[TASK BRIEF] Lay out the part of the records that opens with their first line and closes with the line containing "[387,347,405,387]" as a numbered list, skipping blank lines.

[Records from a data collection]
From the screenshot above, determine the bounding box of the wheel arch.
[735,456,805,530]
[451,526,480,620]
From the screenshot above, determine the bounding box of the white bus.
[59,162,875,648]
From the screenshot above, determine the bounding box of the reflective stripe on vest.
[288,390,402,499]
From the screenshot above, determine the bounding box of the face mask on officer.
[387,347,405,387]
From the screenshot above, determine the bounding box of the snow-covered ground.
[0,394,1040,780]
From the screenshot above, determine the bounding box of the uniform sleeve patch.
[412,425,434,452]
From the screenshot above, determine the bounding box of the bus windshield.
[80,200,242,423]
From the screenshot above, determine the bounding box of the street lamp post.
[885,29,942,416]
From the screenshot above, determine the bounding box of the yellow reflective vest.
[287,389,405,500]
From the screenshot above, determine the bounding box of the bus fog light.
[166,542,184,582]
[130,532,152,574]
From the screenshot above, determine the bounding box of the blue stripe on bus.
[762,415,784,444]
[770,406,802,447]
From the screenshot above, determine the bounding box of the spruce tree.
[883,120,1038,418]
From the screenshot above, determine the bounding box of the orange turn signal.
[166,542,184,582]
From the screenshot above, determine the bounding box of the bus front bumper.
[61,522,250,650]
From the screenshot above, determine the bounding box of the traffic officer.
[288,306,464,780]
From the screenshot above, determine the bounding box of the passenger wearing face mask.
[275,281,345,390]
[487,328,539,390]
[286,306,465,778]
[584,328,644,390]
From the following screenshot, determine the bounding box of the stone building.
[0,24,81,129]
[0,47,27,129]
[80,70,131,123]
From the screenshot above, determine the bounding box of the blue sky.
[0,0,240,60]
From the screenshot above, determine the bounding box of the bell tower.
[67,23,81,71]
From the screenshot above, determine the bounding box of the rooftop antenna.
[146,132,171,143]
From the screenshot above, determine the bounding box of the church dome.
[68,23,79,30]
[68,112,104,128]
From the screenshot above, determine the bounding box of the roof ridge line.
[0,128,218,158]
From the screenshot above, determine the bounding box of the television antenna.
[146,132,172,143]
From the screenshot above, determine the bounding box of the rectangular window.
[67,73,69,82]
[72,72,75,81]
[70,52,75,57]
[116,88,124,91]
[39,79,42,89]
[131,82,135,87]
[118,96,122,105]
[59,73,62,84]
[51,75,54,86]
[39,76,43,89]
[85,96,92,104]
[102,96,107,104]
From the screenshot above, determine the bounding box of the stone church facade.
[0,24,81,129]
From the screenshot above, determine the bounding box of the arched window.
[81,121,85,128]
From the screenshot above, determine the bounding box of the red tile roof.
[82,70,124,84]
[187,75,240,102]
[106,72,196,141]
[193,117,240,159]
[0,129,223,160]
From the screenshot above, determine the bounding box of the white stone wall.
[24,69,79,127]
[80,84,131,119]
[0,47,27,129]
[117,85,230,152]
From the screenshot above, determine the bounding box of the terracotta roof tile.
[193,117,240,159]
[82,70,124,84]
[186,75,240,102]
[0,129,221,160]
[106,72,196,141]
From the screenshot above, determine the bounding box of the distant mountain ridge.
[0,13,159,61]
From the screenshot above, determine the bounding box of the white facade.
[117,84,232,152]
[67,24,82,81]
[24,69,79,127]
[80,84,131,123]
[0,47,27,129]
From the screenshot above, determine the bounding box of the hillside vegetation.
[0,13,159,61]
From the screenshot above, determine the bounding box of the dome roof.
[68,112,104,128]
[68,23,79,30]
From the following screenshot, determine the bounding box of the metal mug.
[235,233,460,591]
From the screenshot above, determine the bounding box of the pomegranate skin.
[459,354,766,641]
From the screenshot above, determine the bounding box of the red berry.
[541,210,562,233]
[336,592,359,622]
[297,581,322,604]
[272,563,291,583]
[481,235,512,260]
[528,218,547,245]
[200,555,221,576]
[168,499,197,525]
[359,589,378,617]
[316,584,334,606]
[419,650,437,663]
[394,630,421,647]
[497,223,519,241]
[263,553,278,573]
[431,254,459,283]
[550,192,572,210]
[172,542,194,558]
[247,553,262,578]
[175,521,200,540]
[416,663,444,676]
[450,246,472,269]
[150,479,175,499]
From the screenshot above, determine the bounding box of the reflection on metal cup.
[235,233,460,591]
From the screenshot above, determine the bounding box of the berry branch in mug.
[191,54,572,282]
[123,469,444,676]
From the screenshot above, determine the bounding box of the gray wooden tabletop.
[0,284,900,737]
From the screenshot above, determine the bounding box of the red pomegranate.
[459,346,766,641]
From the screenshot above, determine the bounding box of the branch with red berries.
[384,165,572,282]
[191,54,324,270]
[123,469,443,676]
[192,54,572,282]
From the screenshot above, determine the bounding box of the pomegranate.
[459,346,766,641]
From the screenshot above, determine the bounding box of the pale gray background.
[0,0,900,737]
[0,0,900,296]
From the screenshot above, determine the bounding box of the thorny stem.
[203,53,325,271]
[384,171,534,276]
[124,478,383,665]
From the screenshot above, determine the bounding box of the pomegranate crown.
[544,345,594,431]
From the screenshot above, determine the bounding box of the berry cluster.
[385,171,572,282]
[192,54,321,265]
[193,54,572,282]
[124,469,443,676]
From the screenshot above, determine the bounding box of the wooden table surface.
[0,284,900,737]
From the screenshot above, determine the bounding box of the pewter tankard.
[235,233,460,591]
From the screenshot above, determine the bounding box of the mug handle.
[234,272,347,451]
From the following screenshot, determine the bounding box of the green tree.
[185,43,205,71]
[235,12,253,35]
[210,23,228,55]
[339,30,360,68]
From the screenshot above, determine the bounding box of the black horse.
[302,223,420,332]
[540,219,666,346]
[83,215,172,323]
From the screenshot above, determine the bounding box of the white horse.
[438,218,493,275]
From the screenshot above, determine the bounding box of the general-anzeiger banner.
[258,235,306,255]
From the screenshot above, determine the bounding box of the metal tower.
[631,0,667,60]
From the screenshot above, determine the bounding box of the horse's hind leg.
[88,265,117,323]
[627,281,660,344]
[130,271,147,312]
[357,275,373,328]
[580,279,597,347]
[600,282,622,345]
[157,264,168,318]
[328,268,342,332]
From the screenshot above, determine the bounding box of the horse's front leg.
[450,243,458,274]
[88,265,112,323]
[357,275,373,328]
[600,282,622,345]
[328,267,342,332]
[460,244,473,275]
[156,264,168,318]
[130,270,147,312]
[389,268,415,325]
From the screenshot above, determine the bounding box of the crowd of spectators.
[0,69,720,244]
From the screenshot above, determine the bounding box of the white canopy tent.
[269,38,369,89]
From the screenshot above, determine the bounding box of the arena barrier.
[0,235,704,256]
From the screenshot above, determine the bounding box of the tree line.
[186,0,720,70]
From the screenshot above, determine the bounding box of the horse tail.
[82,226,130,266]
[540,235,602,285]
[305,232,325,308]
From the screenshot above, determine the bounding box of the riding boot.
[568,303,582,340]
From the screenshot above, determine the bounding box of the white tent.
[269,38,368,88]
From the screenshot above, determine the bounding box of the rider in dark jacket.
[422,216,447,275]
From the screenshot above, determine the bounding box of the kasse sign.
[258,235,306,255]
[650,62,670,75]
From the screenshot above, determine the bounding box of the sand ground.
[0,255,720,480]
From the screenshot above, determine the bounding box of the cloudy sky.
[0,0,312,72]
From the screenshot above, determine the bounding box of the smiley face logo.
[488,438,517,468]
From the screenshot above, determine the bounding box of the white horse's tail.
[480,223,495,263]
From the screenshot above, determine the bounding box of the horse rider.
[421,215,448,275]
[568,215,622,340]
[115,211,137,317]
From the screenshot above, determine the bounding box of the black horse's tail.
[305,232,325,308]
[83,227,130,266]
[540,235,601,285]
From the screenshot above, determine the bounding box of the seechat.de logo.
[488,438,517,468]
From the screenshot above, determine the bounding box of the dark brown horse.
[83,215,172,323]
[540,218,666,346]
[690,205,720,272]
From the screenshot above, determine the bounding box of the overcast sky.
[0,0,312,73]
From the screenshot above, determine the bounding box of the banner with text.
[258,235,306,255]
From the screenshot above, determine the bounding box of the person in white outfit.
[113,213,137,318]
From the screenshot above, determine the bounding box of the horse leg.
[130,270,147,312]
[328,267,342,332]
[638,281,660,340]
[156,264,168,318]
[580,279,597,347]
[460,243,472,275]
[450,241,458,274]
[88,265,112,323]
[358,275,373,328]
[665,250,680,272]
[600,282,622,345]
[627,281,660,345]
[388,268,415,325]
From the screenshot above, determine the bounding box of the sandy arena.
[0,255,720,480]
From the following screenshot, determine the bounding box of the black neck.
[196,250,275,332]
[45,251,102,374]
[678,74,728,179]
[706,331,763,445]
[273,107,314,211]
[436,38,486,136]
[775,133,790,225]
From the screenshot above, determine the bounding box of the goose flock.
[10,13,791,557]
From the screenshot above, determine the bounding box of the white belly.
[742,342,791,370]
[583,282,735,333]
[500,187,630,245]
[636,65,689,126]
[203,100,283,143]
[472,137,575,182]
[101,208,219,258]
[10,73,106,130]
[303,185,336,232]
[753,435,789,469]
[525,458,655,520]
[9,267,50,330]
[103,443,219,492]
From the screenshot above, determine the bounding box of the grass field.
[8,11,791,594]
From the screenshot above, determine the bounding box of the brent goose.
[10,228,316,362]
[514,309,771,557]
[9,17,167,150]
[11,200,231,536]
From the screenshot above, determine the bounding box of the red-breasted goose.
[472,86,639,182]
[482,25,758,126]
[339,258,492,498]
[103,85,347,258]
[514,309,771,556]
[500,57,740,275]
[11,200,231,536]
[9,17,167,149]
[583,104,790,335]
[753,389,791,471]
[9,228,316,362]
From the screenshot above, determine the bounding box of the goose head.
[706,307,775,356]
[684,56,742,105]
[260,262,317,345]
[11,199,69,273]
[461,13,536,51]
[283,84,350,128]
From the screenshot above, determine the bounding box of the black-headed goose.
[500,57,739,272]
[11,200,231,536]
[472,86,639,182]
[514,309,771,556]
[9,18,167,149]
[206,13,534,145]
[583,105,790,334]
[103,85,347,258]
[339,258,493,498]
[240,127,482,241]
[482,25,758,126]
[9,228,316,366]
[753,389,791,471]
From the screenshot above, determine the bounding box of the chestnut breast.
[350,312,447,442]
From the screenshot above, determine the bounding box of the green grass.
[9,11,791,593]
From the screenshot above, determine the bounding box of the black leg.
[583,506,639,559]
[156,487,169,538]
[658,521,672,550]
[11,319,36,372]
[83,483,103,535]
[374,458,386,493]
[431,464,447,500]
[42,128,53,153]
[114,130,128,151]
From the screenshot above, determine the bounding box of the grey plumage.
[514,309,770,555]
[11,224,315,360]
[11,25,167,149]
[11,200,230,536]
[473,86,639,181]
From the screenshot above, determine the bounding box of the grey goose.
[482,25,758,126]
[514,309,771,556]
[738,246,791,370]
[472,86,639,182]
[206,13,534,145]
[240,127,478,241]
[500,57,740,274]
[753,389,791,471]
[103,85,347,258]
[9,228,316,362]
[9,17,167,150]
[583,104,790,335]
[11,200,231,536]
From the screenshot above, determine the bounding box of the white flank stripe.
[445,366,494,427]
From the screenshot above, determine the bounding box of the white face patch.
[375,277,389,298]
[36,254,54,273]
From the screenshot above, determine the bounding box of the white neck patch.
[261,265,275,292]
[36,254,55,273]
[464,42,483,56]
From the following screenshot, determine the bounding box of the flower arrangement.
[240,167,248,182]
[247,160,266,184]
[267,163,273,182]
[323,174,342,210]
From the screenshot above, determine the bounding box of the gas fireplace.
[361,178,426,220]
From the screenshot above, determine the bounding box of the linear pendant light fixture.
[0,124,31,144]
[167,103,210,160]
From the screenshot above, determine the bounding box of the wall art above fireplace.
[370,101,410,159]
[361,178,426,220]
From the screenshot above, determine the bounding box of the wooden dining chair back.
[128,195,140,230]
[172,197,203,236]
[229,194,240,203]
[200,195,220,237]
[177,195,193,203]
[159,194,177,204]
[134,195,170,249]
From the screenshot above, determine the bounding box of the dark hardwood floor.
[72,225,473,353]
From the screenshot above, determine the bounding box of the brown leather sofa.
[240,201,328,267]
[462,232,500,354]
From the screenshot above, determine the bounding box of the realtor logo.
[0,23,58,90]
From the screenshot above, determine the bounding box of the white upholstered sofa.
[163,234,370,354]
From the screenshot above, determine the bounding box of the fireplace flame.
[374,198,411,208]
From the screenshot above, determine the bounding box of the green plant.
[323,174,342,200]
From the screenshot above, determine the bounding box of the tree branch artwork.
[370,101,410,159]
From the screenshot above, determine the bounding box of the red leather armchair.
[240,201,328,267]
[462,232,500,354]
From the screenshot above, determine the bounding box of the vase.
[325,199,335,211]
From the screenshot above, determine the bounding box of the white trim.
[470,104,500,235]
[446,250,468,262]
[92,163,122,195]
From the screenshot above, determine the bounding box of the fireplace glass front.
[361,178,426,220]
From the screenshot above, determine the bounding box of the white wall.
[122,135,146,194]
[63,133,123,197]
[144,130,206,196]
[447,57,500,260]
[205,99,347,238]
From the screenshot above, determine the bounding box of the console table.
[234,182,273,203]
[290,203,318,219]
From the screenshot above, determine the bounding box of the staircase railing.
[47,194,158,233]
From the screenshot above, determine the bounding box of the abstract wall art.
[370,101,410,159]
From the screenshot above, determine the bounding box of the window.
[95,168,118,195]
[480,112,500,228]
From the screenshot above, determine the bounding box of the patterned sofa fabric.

[TASK SOLUTION]
1. From the screenshot above, determine the bounding box of the wheel arch.
2. [735,456,805,530]
3. [451,526,480,620]
4. From the screenshot above, determine the bounding box of the white bus.
5. [59,162,875,648]
6. From the screenshot above, determine the bounding box of the reflective stripe on vest.
7. [288,390,402,499]
8. From the screenshot above, determine the bounding box of the face mask on officer.
9. [387,347,405,387]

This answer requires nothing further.